- **Selected text**
[<prev] [next>] [<thread-prev] [thread-next>] [day] [month] [year] [list]
Message-ID: <3d9dceab-82c8-4811-9be2-7571d09a9e76@huaweicloud.com>
Date: Mon, 20 Oct 2025 17:13:07 +0800
From: Chen Ridong <chenridong@...weicloud.com>
To: Waiman Long <llong@...hat.com>, tj@...nel.org, hannes@...xchg.org,
mkoutny@...e.com
Cc: cgups@...r.kernel.org, linux-kernel@...r.kernel.org,
lujialin4@...wei.com, chenridong@...wei.com
Subject: Re: [PATCH -next RFC 14/16] cpuset: fix isolcpus stay in root when
isolated partition changes to root
On 2025/10/20 11:06, Waiman Long wrote:
> On 9/28/25 3:13 AM, Chen Ridong wrote:
>> From: Chen Ridong <chenridong@...wei.com>
>>
>> A bug was detected with the following steps:
>>
>> # cd /sys/fs/cgroup/
>> # mkdir test
>> # echo 9 > test/cpuset.cpus
>> # echo isolated > test/cpuset.cpus.partition
>> # cat test/cpuset.cpus.partition
>> isolated
>> # cat test/cpuset.cpus
>> 9
>> # echo root > test/cpuset.cpus.partition
>> # cat test/cpuset.cpus
>> 9
>> # cat test/cpuset.cpus.partition
>> root
>>
>> CPU 9 was initially placed in an isolated partition. When the partition
>> type is changed from isolated to root, CPU 9 remains in what becomes a
>> valid root partition. This violates the rule that isolcpus can only be
>> assigned to isolated partitions.

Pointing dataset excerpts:

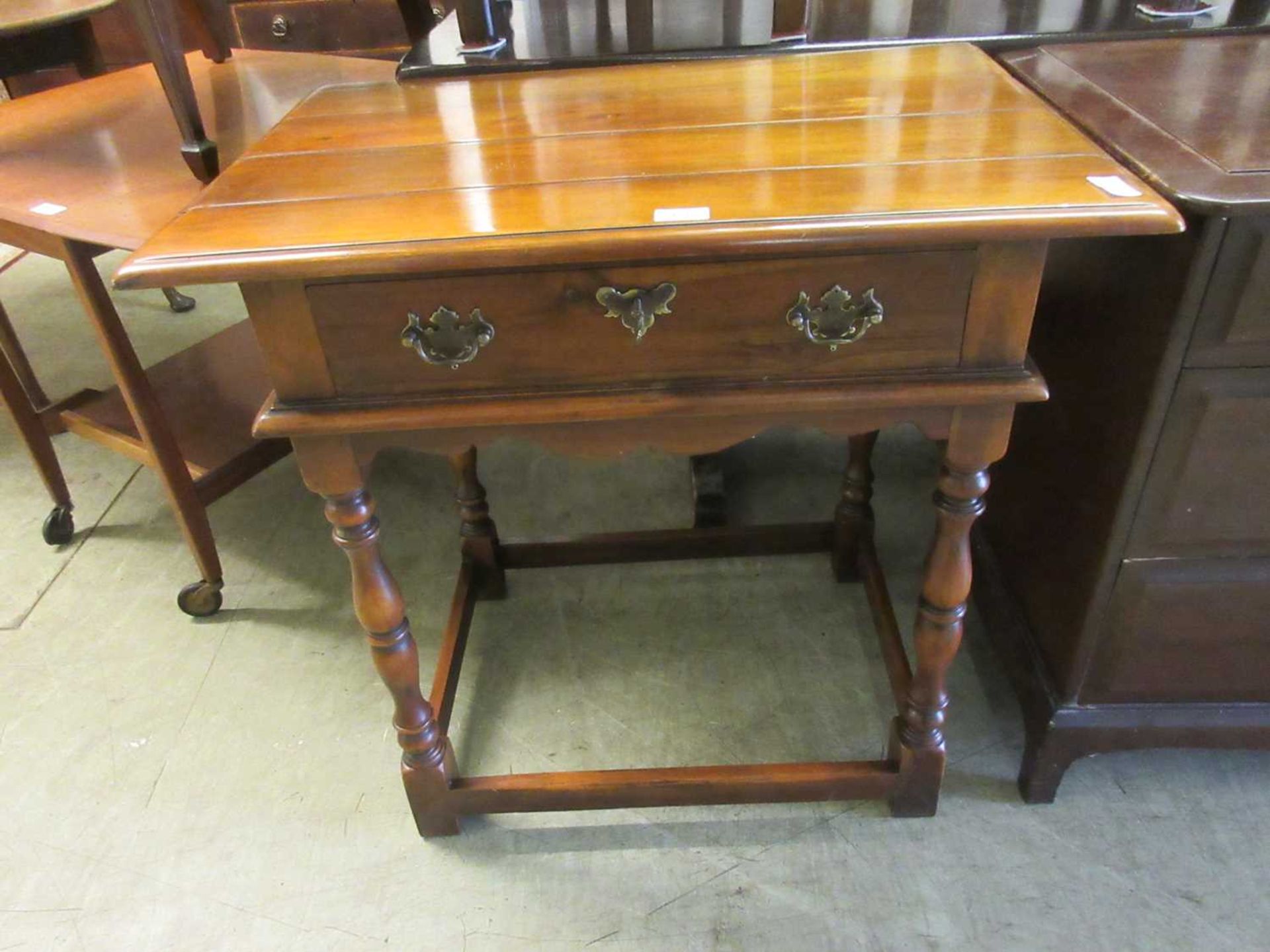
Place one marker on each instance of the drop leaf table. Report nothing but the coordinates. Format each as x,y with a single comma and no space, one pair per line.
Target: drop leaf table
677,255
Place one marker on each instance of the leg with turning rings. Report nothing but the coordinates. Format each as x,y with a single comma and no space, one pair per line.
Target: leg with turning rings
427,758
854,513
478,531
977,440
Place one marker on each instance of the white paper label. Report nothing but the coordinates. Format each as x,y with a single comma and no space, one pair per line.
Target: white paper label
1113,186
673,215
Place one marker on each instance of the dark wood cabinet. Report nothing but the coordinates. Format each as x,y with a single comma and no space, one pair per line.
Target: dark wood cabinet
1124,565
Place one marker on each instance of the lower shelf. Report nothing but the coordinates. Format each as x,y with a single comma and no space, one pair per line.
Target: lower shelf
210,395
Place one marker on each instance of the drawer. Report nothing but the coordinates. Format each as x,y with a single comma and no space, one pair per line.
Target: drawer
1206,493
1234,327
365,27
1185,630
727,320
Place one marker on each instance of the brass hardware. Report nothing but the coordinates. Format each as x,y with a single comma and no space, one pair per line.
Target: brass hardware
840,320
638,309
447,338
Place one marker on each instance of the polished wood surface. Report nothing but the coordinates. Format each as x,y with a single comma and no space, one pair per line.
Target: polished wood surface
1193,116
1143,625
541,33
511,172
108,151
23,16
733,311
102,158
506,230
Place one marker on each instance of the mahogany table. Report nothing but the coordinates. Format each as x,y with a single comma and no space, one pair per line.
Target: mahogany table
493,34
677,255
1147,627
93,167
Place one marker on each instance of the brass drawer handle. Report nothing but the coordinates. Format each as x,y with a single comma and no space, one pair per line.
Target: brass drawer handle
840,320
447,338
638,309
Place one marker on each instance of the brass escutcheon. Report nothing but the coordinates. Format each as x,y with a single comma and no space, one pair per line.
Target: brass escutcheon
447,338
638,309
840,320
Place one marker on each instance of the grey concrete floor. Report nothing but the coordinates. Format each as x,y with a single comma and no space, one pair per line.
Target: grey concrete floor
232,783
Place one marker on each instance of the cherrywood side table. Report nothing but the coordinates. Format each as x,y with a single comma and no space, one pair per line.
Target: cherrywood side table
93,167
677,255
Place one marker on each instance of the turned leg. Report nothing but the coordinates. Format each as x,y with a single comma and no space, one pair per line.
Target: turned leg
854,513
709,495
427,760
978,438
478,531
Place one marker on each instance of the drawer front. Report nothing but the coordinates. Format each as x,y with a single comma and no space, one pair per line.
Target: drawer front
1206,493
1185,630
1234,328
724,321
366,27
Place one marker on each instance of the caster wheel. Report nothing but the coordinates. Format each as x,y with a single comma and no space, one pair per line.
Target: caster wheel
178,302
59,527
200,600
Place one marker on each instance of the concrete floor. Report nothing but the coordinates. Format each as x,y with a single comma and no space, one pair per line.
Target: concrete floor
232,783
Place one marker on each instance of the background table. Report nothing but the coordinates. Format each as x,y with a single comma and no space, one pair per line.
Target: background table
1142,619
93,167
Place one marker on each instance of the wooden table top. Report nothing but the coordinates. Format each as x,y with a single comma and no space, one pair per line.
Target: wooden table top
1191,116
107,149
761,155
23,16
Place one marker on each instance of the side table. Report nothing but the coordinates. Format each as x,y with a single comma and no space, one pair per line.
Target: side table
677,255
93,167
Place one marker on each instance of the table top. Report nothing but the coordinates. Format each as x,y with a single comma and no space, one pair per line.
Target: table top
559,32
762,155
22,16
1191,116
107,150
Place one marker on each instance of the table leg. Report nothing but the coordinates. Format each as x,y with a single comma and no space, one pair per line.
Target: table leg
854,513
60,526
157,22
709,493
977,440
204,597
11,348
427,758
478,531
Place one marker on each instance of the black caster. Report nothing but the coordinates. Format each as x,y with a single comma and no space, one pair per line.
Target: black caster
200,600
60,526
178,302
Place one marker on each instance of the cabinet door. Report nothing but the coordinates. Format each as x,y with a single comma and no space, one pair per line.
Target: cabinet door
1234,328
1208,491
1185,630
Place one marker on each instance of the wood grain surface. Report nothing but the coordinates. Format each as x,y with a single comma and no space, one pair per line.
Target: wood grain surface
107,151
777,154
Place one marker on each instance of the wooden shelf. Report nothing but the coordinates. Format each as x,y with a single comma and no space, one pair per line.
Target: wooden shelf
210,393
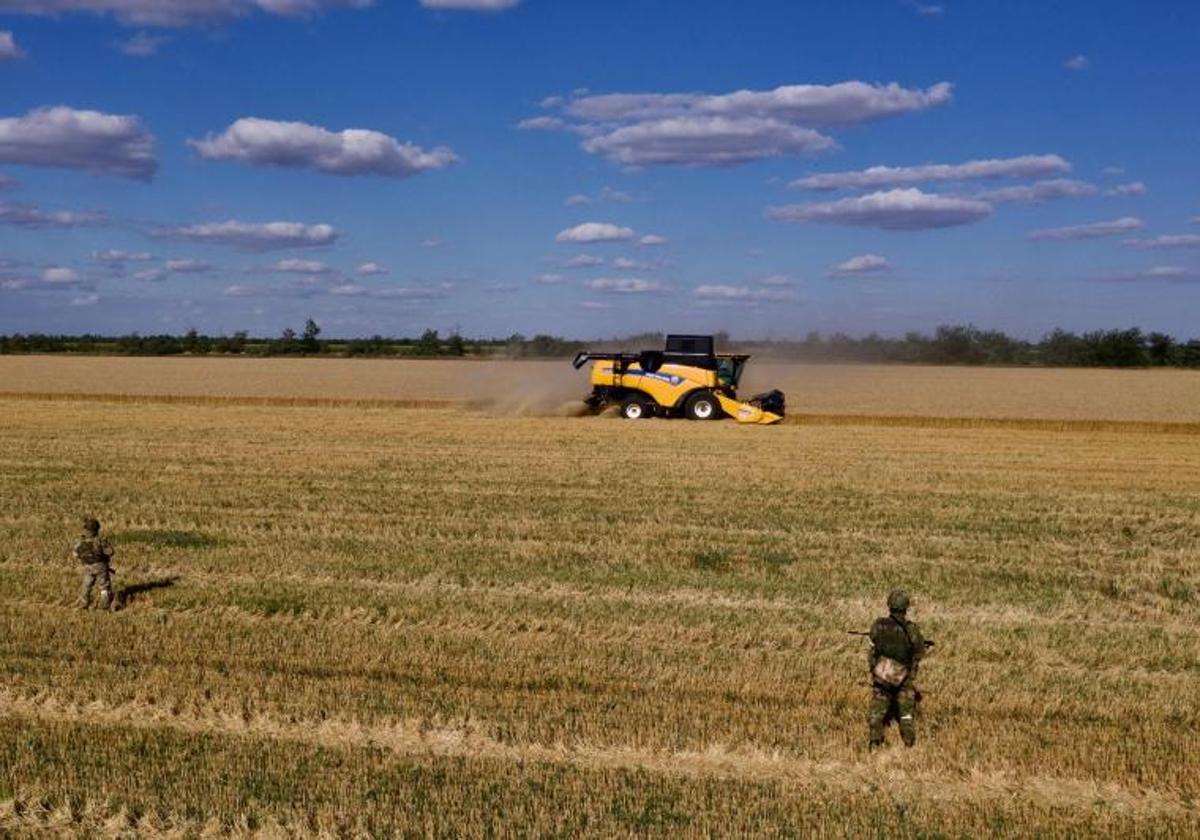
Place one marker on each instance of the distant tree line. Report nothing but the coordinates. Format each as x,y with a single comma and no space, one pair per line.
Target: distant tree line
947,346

- **Goals**
(a) According to the cpuset mailing list message, what rule is violated when the partition type changes from isolated to root?
(b) Write what comes next in the cpuset mailing list message, picking up after its last sentence.

- **Solved problems**
(a) The rule that isolcpus can only be assigned to isolated partitions.

(b)
>
> I am a bit confused at the beginning about this as it does not clearly state that CPU 9 was listed
> in the "isolcpus" boot command line parameter, but I believe this is what you mean here. Yes, there
> is a restriction that a boot time isolcpus CPU cannot be put into a non-isolated partition, though
> that will likely to be relaxed in the near future.
>
Yep, the CPU 9 was listed in the "isolcpus" boot command line parameter.
> Anyway, it is a real corner case. I also don't believe commit f28e22441f35 is the one that
> introduced this issue as the restriction was added later on via commit 4a74e418881f ("cgroup/cpuset:
> Check partition conflict with housekeeping setup").
>
> As you have added a Fixes tag, it should be moved to the front of the series as it is likely to be
> backported to stable. Putting it near the end of a series with a lot of changes in between will make
> it harder to backport to the stable kernels.
>
Maybe I should find some way to fix this issue first.
>> Fix the issue by re-enabling partition validation, which performs
>> comprehensive partition error checking. In the scenario described above,
>> this change causes the operation to fail with housekeeping conflicts,
>> preventing the invalid configuration.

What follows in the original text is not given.